ЗАДАНИЕ 1: Сколько времени, согласно исходному тексту, рассказчик простоял под ледяным душем?

ИСХОДНЫЙ ТЕКСТ:
Я с трудом оттащил Михаила Федоровича на кровать и думаю: «Что же мне делать?» И встал под ледяной душ и простоял я, наверно, полчаса. И, конечно, пришел в себя абсолютно. Причесался, оделся и явился на первую читку с ролью в руках. А, видимо, Рубен Николаевич предупредил:

– Вот посмотрите, в каком виде явится молодой артист.

А я явился как стеклышко. И он совершенно обалдевший был. Я вошел, ни на секунду не опоздав, причесанный, бледный несколько.

И он сказал:

– Ну так. Прочтем давайте пьесу.

ИСХОДНЫЕ ДАННЫЕ:
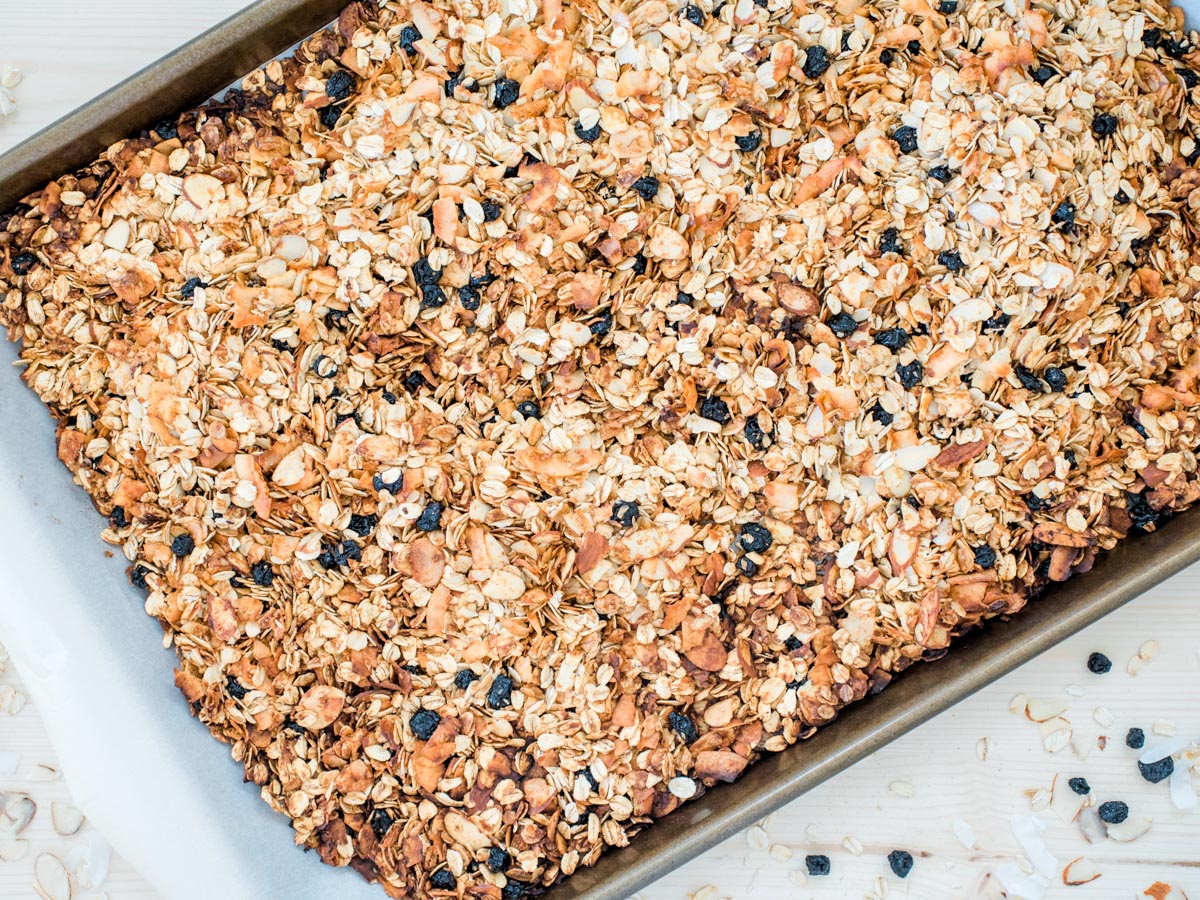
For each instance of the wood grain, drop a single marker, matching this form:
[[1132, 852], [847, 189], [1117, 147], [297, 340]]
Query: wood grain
[[70, 52]]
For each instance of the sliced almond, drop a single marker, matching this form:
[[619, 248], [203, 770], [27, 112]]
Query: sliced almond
[[66, 817], [1080, 871]]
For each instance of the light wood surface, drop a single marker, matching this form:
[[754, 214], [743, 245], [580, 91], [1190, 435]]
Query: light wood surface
[[70, 52]]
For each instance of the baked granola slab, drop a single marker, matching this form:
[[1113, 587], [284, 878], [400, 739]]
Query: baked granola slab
[[521, 417]]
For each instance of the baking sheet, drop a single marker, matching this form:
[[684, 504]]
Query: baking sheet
[[151, 778]]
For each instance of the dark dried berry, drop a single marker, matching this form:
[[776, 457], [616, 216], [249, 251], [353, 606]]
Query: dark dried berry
[[625, 513], [499, 695], [1043, 73], [431, 517], [714, 409], [424, 723], [587, 135], [361, 525], [1104, 125], [491, 210], [408, 36], [1158, 771], [683, 726], [901, 859], [985, 557], [906, 138], [647, 187], [754, 538], [23, 263], [996, 323], [747, 567], [262, 574], [749, 143], [952, 261], [189, 289], [1029, 379], [1114, 811], [894, 339], [889, 241], [910, 376], [816, 864], [504, 93], [755, 435], [843, 324], [443, 880], [816, 61], [340, 85], [138, 576]]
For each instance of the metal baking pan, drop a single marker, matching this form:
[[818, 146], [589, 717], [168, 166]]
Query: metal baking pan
[[205, 66]]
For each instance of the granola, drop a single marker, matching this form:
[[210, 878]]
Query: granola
[[523, 417]]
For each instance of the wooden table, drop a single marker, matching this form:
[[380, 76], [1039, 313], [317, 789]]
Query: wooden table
[[70, 52]]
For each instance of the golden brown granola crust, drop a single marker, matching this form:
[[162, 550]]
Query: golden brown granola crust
[[629, 429]]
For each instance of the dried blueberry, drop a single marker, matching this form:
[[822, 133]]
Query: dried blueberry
[[424, 723], [587, 135], [499, 695], [889, 241], [985, 557], [361, 525], [625, 513], [906, 138], [262, 574], [754, 538], [714, 409], [901, 859], [881, 415], [431, 517], [1104, 125], [1158, 771], [894, 339], [749, 143], [816, 864], [952, 261], [910, 376], [504, 93], [408, 36], [23, 263], [340, 85], [816, 61], [1114, 811], [381, 821], [443, 880], [683, 726], [647, 186], [843, 324]]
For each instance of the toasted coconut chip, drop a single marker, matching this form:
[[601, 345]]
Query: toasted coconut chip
[[1080, 871], [67, 819], [1131, 829], [1183, 795], [53, 881]]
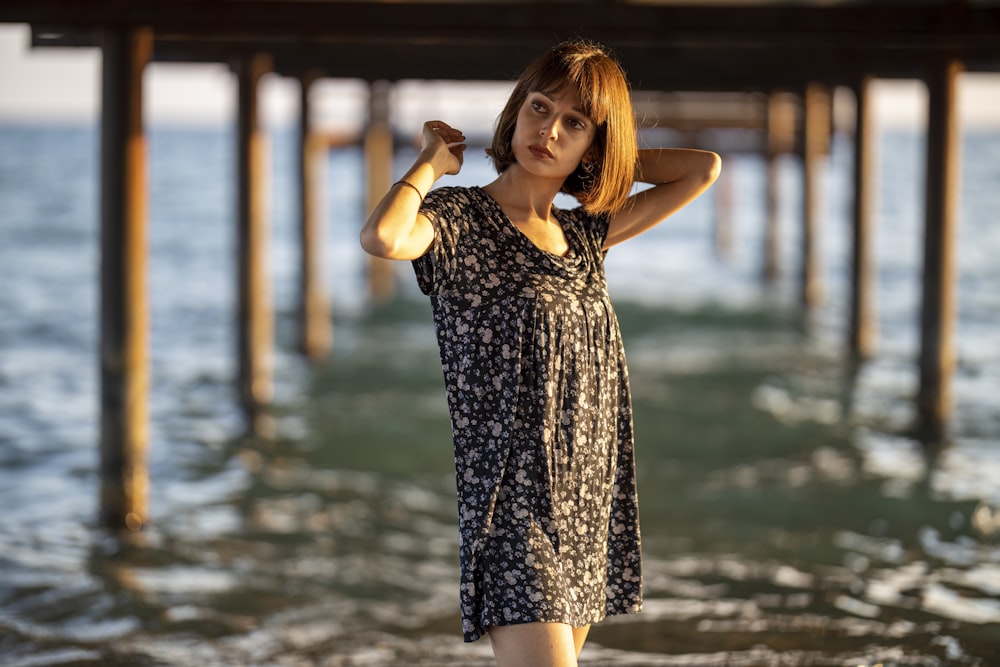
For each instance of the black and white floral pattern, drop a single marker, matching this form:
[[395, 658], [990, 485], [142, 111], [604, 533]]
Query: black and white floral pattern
[[538, 392]]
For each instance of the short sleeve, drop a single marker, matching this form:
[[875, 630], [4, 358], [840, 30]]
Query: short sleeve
[[434, 267]]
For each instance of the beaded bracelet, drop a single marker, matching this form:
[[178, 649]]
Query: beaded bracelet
[[409, 185]]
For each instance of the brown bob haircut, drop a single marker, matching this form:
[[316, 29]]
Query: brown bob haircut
[[605, 97]]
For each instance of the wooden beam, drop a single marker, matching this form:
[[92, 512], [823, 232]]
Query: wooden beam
[[939, 306], [863, 325], [124, 324], [780, 140], [816, 126], [315, 329], [378, 144], [946, 25], [254, 317]]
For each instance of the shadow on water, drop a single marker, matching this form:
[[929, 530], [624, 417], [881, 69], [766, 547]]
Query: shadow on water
[[773, 532]]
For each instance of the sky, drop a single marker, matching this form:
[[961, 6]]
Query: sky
[[63, 84]]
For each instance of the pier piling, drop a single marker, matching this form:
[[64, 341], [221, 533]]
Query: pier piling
[[815, 148], [124, 363], [254, 321], [315, 327], [863, 325], [378, 177], [938, 305]]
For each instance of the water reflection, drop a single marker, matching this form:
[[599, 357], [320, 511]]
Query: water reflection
[[779, 528]]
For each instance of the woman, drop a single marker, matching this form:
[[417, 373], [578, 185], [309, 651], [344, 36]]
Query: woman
[[533, 360]]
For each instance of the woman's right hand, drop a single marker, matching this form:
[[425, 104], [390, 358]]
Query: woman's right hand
[[443, 146]]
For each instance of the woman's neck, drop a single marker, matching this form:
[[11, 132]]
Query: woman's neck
[[523, 194]]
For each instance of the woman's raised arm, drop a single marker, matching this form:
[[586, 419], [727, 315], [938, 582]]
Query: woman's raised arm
[[678, 176], [395, 229]]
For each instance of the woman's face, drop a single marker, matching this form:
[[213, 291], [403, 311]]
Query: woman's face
[[552, 134]]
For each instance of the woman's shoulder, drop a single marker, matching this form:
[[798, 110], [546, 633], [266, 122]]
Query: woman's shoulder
[[593, 225], [451, 193]]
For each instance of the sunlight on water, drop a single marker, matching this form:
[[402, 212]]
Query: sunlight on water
[[788, 516]]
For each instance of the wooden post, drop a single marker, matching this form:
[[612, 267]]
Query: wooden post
[[254, 317], [724, 215], [863, 324], [939, 307], [780, 128], [124, 372], [315, 327], [815, 148], [378, 162]]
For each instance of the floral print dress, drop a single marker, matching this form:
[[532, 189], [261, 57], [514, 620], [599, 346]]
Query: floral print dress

ЗАДАНИЕ 2: Выпишите из записей все строки, содержащие слово «slab».

ОТВЕТ 1: Наверно, полчаса.

ОТВЕТ 2:
For each instance of the baked granola slab, drop a single marker, matching this form:
Query: baked granola slab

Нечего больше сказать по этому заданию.